**Work request 1:**
In the court footnotes, what does a ticketer do?
**Work request 2:**
Continue the court footnotes from where they stop.

**Quoted passage:**
────────────────

4. As reflected infra, Plaintiff was housed in the prison as an inmate in custody.
5. Plaintiff testified that she had "six or so" outbreaks of an unknown disease from May of 2014 until the date of the hearing. (Id.) At the time of the hearing, she was awaiting test results to determine whether the disease was lupus or some other autoimmune disease. (Id.)
6. As stated in the Dictionary of Occupational Titles Index ("DOT"), a router directs packages and other merchandise for delivery, DOT No. 222.587-038, a ticketer records and stamps labels onto merchandise or packages, DOT No. 229.587-018, and a silver wrapper assembles place settings into napkins and furnishes table settings, DOT 318.687-018.
7. Dr. Valette noted that Plaintiff was greatly affected by the very recent suicide of a close friend. (AR 295-96.) Although Plaintiff exhibited depression and cried during the assessment, Dr. Valette could not determine if this was situational due to the suicide or Plaintiff's normal state. (Id.)
8. For example, Plaintiff told her treating physician she was able to help with "minor home improvements." (AR 279.)

────────────────

**Data provided:**
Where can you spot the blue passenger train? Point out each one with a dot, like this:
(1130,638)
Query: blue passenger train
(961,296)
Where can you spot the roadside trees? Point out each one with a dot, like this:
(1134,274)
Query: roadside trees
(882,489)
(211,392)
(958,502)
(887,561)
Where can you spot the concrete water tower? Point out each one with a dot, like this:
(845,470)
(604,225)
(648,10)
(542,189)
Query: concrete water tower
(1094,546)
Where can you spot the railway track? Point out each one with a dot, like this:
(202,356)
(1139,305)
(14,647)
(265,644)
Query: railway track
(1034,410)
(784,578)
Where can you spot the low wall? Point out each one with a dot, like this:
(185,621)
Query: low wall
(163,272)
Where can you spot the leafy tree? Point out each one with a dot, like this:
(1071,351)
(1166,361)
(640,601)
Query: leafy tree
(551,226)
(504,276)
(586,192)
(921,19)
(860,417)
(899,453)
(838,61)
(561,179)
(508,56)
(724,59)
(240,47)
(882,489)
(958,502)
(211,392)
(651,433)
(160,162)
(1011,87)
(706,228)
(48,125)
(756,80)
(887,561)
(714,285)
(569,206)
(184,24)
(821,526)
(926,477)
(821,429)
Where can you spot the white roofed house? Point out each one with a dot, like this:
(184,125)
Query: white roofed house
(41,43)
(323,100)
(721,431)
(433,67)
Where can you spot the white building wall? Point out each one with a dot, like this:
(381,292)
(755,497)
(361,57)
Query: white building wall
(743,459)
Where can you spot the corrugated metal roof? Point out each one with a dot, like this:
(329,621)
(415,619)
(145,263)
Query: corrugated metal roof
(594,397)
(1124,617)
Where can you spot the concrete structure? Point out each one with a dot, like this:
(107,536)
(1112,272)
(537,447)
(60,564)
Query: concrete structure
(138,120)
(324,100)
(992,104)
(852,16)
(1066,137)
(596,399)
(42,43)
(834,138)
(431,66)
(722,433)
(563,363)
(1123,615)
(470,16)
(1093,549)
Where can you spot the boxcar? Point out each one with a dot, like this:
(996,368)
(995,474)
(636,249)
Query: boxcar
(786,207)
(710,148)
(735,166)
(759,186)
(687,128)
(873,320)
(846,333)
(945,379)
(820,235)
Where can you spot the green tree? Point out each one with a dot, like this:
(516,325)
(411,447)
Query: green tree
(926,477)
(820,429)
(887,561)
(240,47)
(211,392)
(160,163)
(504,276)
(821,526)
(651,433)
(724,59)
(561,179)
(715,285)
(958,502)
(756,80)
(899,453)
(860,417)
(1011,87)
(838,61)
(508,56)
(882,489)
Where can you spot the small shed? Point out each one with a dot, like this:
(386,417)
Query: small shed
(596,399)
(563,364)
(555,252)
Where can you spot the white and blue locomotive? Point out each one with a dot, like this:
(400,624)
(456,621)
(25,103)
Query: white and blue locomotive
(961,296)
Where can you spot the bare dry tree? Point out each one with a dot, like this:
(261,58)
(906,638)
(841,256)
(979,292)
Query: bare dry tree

────────────────

**Answer 1:**
A ticketer records and stamps labels onto merchandise or packages.

**Answer 2:**
9. Plaintiff testified that she attempted to receive treatment through Medi-Cal, but was ineligible. (AR 44.) She further testified that she did not attempt to seek treatment under the Affordable Care Act, and that she became "fed up" with being denied insurance. (AR 45.) No other evidence was submitted by Plaintiff at the hearing to demonstrate her inability to pay, or her efforts to seek available resources for medical treatment. A claimant's inability to pay may justify conservative treatment and render it an inapplicable factor in credibility determinations in certain circumstances. SSR 82-59 (requiring that all possible resources, including "free or subsidized source[s] of treatment" and those "reasonably available in the local community" be explored by a claimant before the inability to pay for treatment justifies conservative treatment). Here, the ALJ did not make a factual finding about Plaintiff's ability to afford treatment. However, whether Plaintiff's medical treatment is conservative because she cannot afford the proper care is not before this Court. Plaintiff has not raised financial inability as grounds for reversal and remand. See Greenwood v. F.A.A., 28 F.3d 971, 977 (9th Cir. 1994) ("We review only issues which are argued specifically and distinctly in a party's opening brief. . . . We will not manufacture arguments for an appellant, and a bare assertion does not preserve a claim."). Therefore, whether she can afford treatment is not before this Court, and the ALJ otherwise properly considered Plaintiff's conservative treatment as a factor in assessing her credibility.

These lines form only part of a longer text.